- **Problem to work on**
From the text on moles below, list every substance whose relative formula mass (Mr) is given as a number, along with that value.

- **Text passage**
The mass of 1 mole of a substance is the relative formula mass (Mr) of the substance in grams.

Example:

The Mr of water is 18.

Therefore the mass of 1 mol of water equals 18 g.

1:28 understand how to carry out calculations involving amount of substance, relative atomic mass (Aᵣ) and relative formula mass (Mᵣ)

The following formula allows for the interconversion between a mass in grams and a number of moles for a given substance:

    \[Amount(mol) = \frac{mass(g)}{M_r} \]

Example 1:

Calculate the amount, in moles, of 8.8 g of carbon dioxide (CO2).

Step 1: Calculate the relative formula mass (Mr) of carbon dioxide (CO2).

    \[Carbon\,dioxide = CO_2 \]

    \[Atoms\,present = (1 \times C) + (2 \times O) \]

    \[M_r = (1 \times 12) + (2 \times 16) = 44 \]

Step 2: Use the formula to calculate the amount in moles.

    \[Amount = \frac{mass(g)}{M_r} \]

    \[Amount = \frac{8.8}{44} \]

    \[Amount = 0.2 mol \]

Example 2:

Calculate the mass of 2 mol of copper(II) sulfate (CuSO4).

Step 1: Calculate the relative formula mass (Mr) of copper(II) sulfate (CuSO4).

    \[copper(II)\,sulfate = CuSO_4 \]

    \[Atoms\,present = (1 \times Cu) + (1 \times S) + (4 \times O) \]

    \[M_r = (1 \times 63.5) + (1 \times 32) + (4 \times 16) = 159.5 \]

Step 2: Rearrange the formula to calculate the mass.

    \[mass = amount \times M_r \]

    \[mass = 2 \times 159.5 \]

    \[mass = 319g\]

1:29 calculate reacting masses using experimental data and chemical equations

Example: When calcium carbonate (CaCO3) is heated calcium oxide is produced. You can use reacting mass calculations to calculate the mass of calcium oxide produced when heating 25 g of calcium carbonate.

     CaCO3     –>         CaO      +      CO2

Step 1: Calculate the amount, in moles, of 25 g of calcium carbonate (CaCO3)

    \[M_r(CaCO_3)=(1 \times 40) + (1\times12) + (3 \times 16) \]

    \[M_r(CaCO_3)= 100\]

    \[Amount = \frac{mass(g)}{M_r} \]

    \[Amount = \frac{25}{100} \]

    \[Amount = 0.25 mol \]

Step 2: Deduce the amount, in moles, of CaO produced from 0.25 mol of CaCO3.

This step involves using the ratio of CaCO3 to CaO from the chemical equation.

     CaCO3     –>         CaO      +      CO2

From the equation you can see that the ratio of CaCO3 to CaO is 1:1.

Therefore if you have 0.25 mol of CaCO3 this will produced 0.25 mol of CaO.

Step 3: Calculate the mass of 0.25 mol of CaO.

    \[M_r(CaO)=(1 \times 40) + (1 \times 16) \]

    \[M_r(CaO)= 56\]

    \[Mass(CaO)=amount \times M_r \]

    \[Mass(CaO)= 0.25 \times 56\]

    \[Mass(CaO)= 14g\]

 

A simple format for laying out this method can be used.

Example: What mass of ammonia (NH3) is formed when 7 g of nitrogen (N2) is combined with hydrogen (H2).

     

 

1:30 calculate percentage yield

Yield is how much product you get from a chemical reaction.

The theoretical yield is the amount of product that you would expect to get. This is calculated using reacting mass calculations.

- **Data extract**
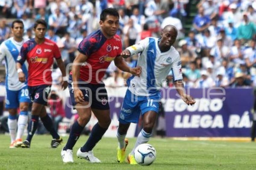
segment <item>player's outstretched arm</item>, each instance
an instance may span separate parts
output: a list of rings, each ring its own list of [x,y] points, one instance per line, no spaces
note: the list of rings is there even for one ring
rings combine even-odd
[[[61,58],[56,59],[57,64],[60,68],[61,73],[62,74],[62,79],[63,81],[61,83],[61,87],[63,90],[65,90],[67,87],[67,77],[66,77],[66,70],[65,65],[62,59]]]
[[[121,54],[122,53],[121,55]],[[117,67],[122,71],[130,73],[135,76],[139,76],[140,75],[141,72],[141,67],[131,68],[127,65],[126,62],[121,56],[116,57],[114,60],[114,62]]]
[[[87,59],[88,57],[80,52],[74,60],[72,65],[72,78],[73,80],[73,87],[74,88],[74,96],[76,102],[81,103],[84,102],[83,95],[78,88],[78,80],[80,76],[80,68],[82,64]],[[92,73],[89,73],[91,74]]]
[[[17,71],[18,72],[19,80],[20,82],[23,83],[26,81],[26,78],[25,77],[25,74],[23,73],[21,68],[21,64],[19,62],[16,63],[16,68],[17,69]]]
[[[180,97],[188,105],[192,106],[195,103],[195,101],[190,96],[186,94],[185,92],[184,84],[182,80],[178,80],[174,82],[176,90]]]

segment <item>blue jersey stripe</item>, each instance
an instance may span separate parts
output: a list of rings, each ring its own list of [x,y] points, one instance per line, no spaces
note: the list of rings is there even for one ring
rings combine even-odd
[[[7,62],[7,59],[6,56],[5,56],[5,64],[6,65],[6,78],[5,79],[5,87],[7,89],[8,89],[8,73],[9,73],[9,68],[8,68],[8,63]]]
[[[156,93],[158,91],[155,88],[154,73],[156,53],[155,40],[149,38],[148,48],[147,51],[147,89],[149,94]]]

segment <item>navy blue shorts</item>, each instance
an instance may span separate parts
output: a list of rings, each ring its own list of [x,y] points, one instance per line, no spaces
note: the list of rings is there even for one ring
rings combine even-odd
[[[46,84],[29,86],[28,90],[32,102],[47,106],[51,87],[51,85]]]
[[[79,81],[85,82],[81,80],[79,80]],[[73,108],[75,109],[74,106],[77,103],[75,101],[73,82],[72,76],[70,75],[68,82],[68,88]],[[78,88],[83,93],[84,100],[86,102],[89,102],[89,105],[86,106],[86,108],[90,107],[92,108],[100,110],[109,109],[108,98],[107,90],[105,88],[105,84],[93,84],[90,83],[86,84],[85,83],[79,84]]]

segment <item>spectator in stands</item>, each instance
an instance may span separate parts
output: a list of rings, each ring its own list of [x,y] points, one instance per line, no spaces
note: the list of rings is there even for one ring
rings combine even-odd
[[[234,26],[234,21],[232,20],[229,20],[228,23],[228,26],[225,28],[225,32],[227,36],[231,38],[233,41],[237,37],[237,29]],[[224,40],[224,44],[225,44],[225,41]]]
[[[225,46],[230,48],[233,45],[233,41],[231,38],[226,36],[226,33],[224,29],[220,29],[218,38],[221,38],[222,40],[223,45]]]
[[[217,75],[215,79],[215,86],[225,88],[229,85],[228,78],[225,76],[225,71],[219,70],[216,73]]]
[[[133,15],[131,16],[130,18],[133,20],[135,23],[142,26],[143,26],[143,24],[145,23],[145,16],[140,14],[138,8],[135,8],[133,9]]]
[[[11,13],[18,18],[20,18],[24,13],[29,14],[30,9],[29,7],[28,0],[14,0]]]
[[[219,61],[228,56],[229,51],[229,47],[223,45],[222,39],[219,39],[216,45],[211,50],[210,54],[214,56],[215,60]]]
[[[235,81],[231,84],[233,87],[241,87],[243,86],[251,86],[252,85],[251,81],[245,78],[245,75],[242,73],[237,72],[236,74]]]
[[[205,70],[200,71],[201,78],[198,80],[195,83],[196,88],[208,88],[215,86],[214,81],[211,77],[209,77],[208,73]]]
[[[45,13],[45,11],[44,8],[41,8],[38,10],[38,14],[36,16],[35,20],[36,20],[39,19],[42,19],[48,23],[49,22],[49,15]]]
[[[187,70],[185,73],[189,80],[193,82],[195,82],[201,77],[200,71],[196,68],[196,63],[195,62],[190,62],[189,64],[190,68]]]
[[[141,32],[140,26],[134,23],[133,20],[131,18],[129,19],[128,24],[123,28],[125,48],[136,44],[137,36]]]
[[[54,27],[52,26],[50,27],[48,30],[47,34],[45,36],[45,38],[56,43],[61,39],[59,36],[55,35]]]
[[[13,0],[0,1],[0,17],[10,17],[12,2]]]
[[[193,61],[196,57],[196,54],[187,47],[187,41],[185,40],[182,40],[179,42],[178,51],[180,56],[181,66],[185,67],[190,62]]]
[[[6,20],[2,19],[0,21],[0,44],[10,36],[10,28],[6,25]]]
[[[212,19],[217,17],[218,13],[218,5],[213,0],[202,0],[198,3],[198,8],[202,7],[204,10],[204,14]]]
[[[244,58],[246,66],[250,68],[251,75],[256,75],[256,42],[251,40],[250,42],[250,47],[244,50]]]
[[[66,32],[67,26],[67,18],[63,14],[61,13],[60,9],[57,8],[55,13],[52,14],[49,17],[49,25],[54,28],[56,34],[61,36]]]
[[[111,74],[111,77],[103,80],[106,87],[115,88],[124,86],[125,80],[122,77],[121,70],[117,69]]]
[[[198,9],[198,14],[194,18],[193,27],[198,32],[201,32],[208,29],[210,22],[210,17],[204,15],[204,8],[201,7]]]
[[[70,37],[70,34],[69,32],[66,32],[64,36],[61,39],[61,41],[64,45],[64,49],[61,51],[61,54],[62,56],[64,57],[63,59],[65,60],[65,63],[67,64],[73,62],[75,57],[75,52],[77,48],[75,39]],[[64,53],[65,54],[62,56],[62,54]],[[66,57],[64,57],[65,56]]]
[[[59,123],[65,116],[63,108],[62,99],[55,91],[51,92],[48,101],[48,105],[50,108],[51,115],[55,130],[58,131]]]
[[[243,44],[251,39],[256,33],[255,24],[249,20],[248,16],[247,13],[243,14],[243,22],[238,29],[237,38],[241,40]]]
[[[235,41],[235,45],[232,47],[230,51],[229,59],[235,63],[244,64],[244,49],[239,39]]]

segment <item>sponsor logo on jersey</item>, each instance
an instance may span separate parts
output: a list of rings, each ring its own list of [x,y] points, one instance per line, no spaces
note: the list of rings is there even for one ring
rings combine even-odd
[[[45,49],[44,50],[44,52],[45,53],[46,53],[46,52],[52,52],[52,50],[50,49]]]
[[[136,50],[137,49],[137,47],[136,47],[134,45],[132,45],[132,46],[131,46],[131,48],[132,48],[134,50]]]
[[[105,62],[111,62],[115,59],[114,57],[109,57],[108,55],[107,55],[100,57],[100,63],[102,63]]]
[[[50,43],[48,42],[45,42],[44,43],[45,44],[47,44],[47,45],[51,45],[52,46],[53,46],[54,44],[52,43]]]
[[[37,56],[30,59],[30,61],[31,63],[42,62],[43,64],[45,64],[48,61],[48,58],[39,58]]]
[[[114,37],[114,39],[115,39],[115,40],[116,40],[116,41],[120,41],[120,39],[119,38],[116,38],[115,37]]]
[[[107,46],[107,51],[108,52],[110,52],[111,50],[112,50],[112,47],[111,47],[111,45],[108,45]]]
[[[103,99],[101,101],[101,103],[102,103],[102,104],[103,105],[106,105],[107,102],[107,100],[106,100],[105,99]]]
[[[113,47],[113,50],[118,50],[119,49],[119,47],[117,47],[117,46],[114,46]]]
[[[166,62],[168,63],[171,63],[172,62],[172,58],[170,57],[168,57],[166,59]]]
[[[126,109],[124,108],[122,108],[122,111],[125,113],[132,113],[132,110],[131,109]]]
[[[181,65],[181,62],[179,61],[178,62],[178,65]]]
[[[18,61],[19,61],[21,59],[21,56],[18,56],[18,57],[17,58],[17,60]]]
[[[39,97],[39,93],[36,93],[35,95],[35,99],[37,99]]]

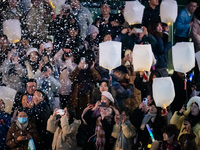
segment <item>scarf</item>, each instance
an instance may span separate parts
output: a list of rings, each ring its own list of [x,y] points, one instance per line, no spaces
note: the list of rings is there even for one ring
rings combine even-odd
[[[125,124],[129,126],[131,122],[128,120]],[[128,139],[124,136],[122,129],[120,129],[120,133],[116,141],[116,147],[123,150],[128,149]]]
[[[28,121],[26,122],[26,123],[24,123],[24,124],[21,124],[21,123],[19,123],[19,121],[17,120],[16,121],[16,125],[20,128],[20,129],[22,129],[23,131],[28,127]]]

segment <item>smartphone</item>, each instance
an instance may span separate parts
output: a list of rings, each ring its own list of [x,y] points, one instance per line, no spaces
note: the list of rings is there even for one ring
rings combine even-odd
[[[82,62],[82,63],[85,62],[85,57],[81,57],[81,62]]]
[[[29,102],[32,102],[32,98],[33,98],[33,96],[28,95],[28,101],[29,101]]]
[[[64,115],[64,114],[65,114],[65,110],[64,110],[64,109],[58,109],[58,110],[56,111],[56,113],[57,113],[58,115]]]
[[[44,43],[44,48],[50,48],[51,47],[51,43]]]

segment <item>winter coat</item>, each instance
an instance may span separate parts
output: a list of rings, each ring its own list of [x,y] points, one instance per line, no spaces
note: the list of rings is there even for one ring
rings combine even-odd
[[[175,35],[178,37],[188,38],[188,33],[190,29],[190,22],[192,20],[192,16],[188,14],[187,8],[184,8],[178,14],[175,22]]]
[[[69,125],[66,116],[61,117],[61,127],[57,125],[56,117],[50,116],[47,122],[47,130],[54,133],[52,150],[76,150],[76,134],[81,124],[80,120],[74,120]]]
[[[21,64],[14,65],[10,60],[6,59],[0,67],[0,72],[3,74],[3,83],[6,86],[15,89],[18,92],[24,90],[21,78],[26,75],[26,70]]]
[[[90,101],[90,94],[94,83],[100,81],[101,76],[95,68],[80,70],[76,67],[76,69],[69,75],[69,79],[73,82],[71,90],[73,91],[71,93],[72,105],[83,110],[86,107],[86,104]]]
[[[146,7],[144,9],[142,24],[148,28],[153,22],[156,21],[161,21],[159,7],[156,7],[155,9],[152,9],[150,6]]]
[[[121,126],[115,124],[112,136],[116,138],[115,150],[132,150],[133,137],[136,135],[136,128],[126,121]]]
[[[11,117],[5,112],[0,112],[0,149],[6,149],[6,136],[10,128]]]
[[[80,8],[78,10],[74,10],[72,14],[74,14],[79,24],[81,38],[85,39],[87,27],[93,22],[90,11],[80,4]]]
[[[36,130],[35,124],[29,122],[25,130],[20,129],[16,122],[11,124],[10,129],[7,134],[6,144],[11,148],[11,150],[27,150],[28,149],[28,140],[26,141],[17,141],[17,138],[22,135],[30,134],[33,138],[35,145],[38,144],[38,132]]]
[[[58,90],[61,87],[59,81],[57,81],[53,76],[49,78],[37,78],[37,87],[41,89],[48,97],[51,110],[55,109],[55,99],[54,97],[58,93]]]
[[[178,115],[177,112],[174,112],[171,120],[170,120],[170,124],[175,124],[177,126],[177,128],[180,130],[179,133],[179,137],[182,134],[186,134],[187,132],[184,130],[185,125],[184,125],[184,119],[188,116],[188,114],[190,113],[190,107],[184,112],[184,115]],[[195,138],[195,143],[197,146],[197,149],[200,149],[200,122],[198,122],[194,127],[192,127],[192,131],[193,133],[196,135]]]
[[[168,51],[172,47],[171,42],[168,42],[168,35],[163,34],[163,38],[160,36],[155,37],[157,40],[156,45],[153,47],[153,54],[157,60],[156,68],[167,68],[168,65]]]
[[[194,41],[195,51],[196,52],[200,51],[200,22],[198,22],[196,17],[194,17],[191,37],[192,40]]]

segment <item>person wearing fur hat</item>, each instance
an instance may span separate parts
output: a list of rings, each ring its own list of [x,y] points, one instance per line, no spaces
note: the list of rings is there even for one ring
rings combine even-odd
[[[29,48],[27,49],[26,56],[28,60],[25,62],[26,69],[28,72],[29,79],[36,79],[41,75],[41,70],[44,65],[43,61],[39,61],[39,54],[37,48]]]
[[[187,109],[183,105],[180,111],[176,111],[170,124],[175,124],[182,134],[194,133],[197,149],[200,149],[200,97],[194,96],[187,103]]]

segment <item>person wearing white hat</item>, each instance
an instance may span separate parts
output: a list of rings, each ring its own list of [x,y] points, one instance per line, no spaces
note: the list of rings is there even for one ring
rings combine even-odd
[[[182,134],[194,133],[197,149],[200,149],[200,97],[190,98],[187,109],[183,106],[179,112],[176,111],[170,123],[175,124],[180,130],[179,137]]]
[[[41,75],[41,69],[44,65],[43,61],[39,61],[39,54],[37,48],[28,48],[26,56],[28,60],[25,61],[27,76],[29,79],[36,79]]]

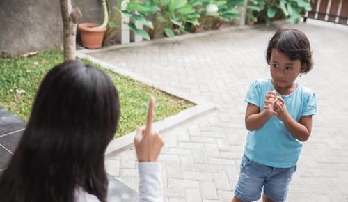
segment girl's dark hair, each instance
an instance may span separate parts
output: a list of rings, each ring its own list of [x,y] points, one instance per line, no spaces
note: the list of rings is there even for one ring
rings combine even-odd
[[[290,60],[299,59],[301,73],[308,73],[313,66],[312,52],[308,38],[301,31],[294,29],[278,29],[268,42],[266,61],[269,65],[272,49],[287,55]]]
[[[78,187],[106,201],[104,152],[119,114],[116,88],[102,71],[78,61],[53,68],[0,178],[0,201],[74,202]]]

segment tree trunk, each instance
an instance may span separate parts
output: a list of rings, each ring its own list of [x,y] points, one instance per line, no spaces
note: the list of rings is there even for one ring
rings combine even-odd
[[[61,0],[63,19],[64,61],[76,59],[76,32],[77,23],[82,17],[79,8],[72,8],[71,0]]]

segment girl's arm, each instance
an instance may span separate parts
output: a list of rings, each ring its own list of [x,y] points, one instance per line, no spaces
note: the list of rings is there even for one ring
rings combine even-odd
[[[312,132],[312,116],[302,116],[300,118],[299,123],[296,121],[296,120],[287,113],[284,100],[280,97],[277,96],[277,98],[282,102],[282,104],[278,104],[278,108],[280,109],[280,110],[276,116],[279,120],[284,123],[286,129],[287,129],[289,132],[292,134],[294,138],[301,141],[308,140]]]
[[[262,127],[271,118],[271,114],[266,110],[260,112],[260,108],[251,103],[248,103],[245,112],[245,127],[249,131],[255,130]]]
[[[289,114],[283,118],[279,118],[284,123],[286,129],[296,139],[301,141],[308,139],[312,131],[312,116],[301,116],[299,123],[296,121]]]
[[[276,91],[271,91],[266,95],[264,100],[264,111],[260,112],[260,108],[251,103],[248,103],[245,113],[245,127],[250,131],[255,130],[262,127],[266,122],[274,115],[278,115],[276,111]]]

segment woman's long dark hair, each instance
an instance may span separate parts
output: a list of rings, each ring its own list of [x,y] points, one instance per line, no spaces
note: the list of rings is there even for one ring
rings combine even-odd
[[[119,114],[116,88],[104,73],[78,61],[53,68],[0,178],[0,201],[74,202],[77,187],[106,201],[104,152]]]

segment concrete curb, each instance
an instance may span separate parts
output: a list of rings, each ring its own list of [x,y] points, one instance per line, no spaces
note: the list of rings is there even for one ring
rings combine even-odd
[[[180,98],[189,102],[193,102],[196,105],[182,111],[179,114],[166,118],[164,120],[157,121],[153,124],[153,127],[156,131],[159,133],[163,133],[166,130],[171,130],[175,126],[177,126],[181,124],[184,124],[188,121],[192,121],[194,118],[201,117],[206,115],[207,114],[214,111],[216,109],[215,104],[212,102],[207,102],[206,100],[193,98],[187,94],[182,93],[178,91],[174,90],[170,88],[162,88],[159,87],[157,84],[152,82],[150,80],[141,77],[136,74],[131,72],[122,70],[121,68],[117,68],[110,63],[108,63],[102,60],[95,59],[90,55],[78,52],[77,53],[77,56],[79,59],[86,59],[89,61],[98,64],[106,69],[109,69],[116,73],[122,75],[123,76],[129,77],[134,80],[141,81],[147,85],[152,86],[154,88],[158,88],[159,91],[165,92],[166,93],[173,95],[175,97]],[[123,135],[116,139],[112,140],[109,144],[105,155],[106,156],[111,155],[113,154],[122,151],[133,146],[133,139],[136,134],[136,131],[134,131],[127,134]]]

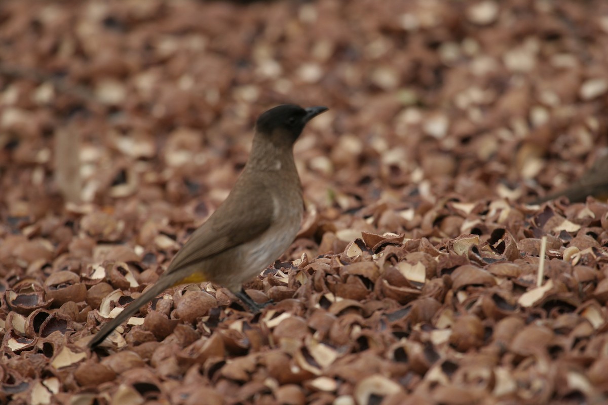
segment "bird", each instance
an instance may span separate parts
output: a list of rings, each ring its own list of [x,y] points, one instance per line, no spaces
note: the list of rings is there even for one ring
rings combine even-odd
[[[151,287],[106,323],[89,341],[94,348],[116,327],[167,288],[212,282],[232,291],[250,309],[242,290],[289,247],[304,210],[293,146],[306,124],[327,107],[282,104],[258,118],[249,158],[226,199],[197,228]]]
[[[591,167],[570,186],[532,199],[528,203],[541,204],[563,196],[571,203],[584,202],[588,196],[604,200],[608,198],[608,148],[600,148]]]

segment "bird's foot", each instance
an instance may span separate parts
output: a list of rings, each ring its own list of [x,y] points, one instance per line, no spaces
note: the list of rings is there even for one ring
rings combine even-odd
[[[254,313],[260,312],[263,308],[274,304],[274,302],[272,299],[262,304],[258,304],[252,299],[251,297],[248,296],[243,290],[235,293],[235,295]]]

- **Correct answer**
- Water: 18
- Carbon dioxide (CO2): 44
- Copper(II) sulfate (CuSO4): 159.5
- Calcium carbonate (CaCO3): 100
- Calcium oxide (CaO): 56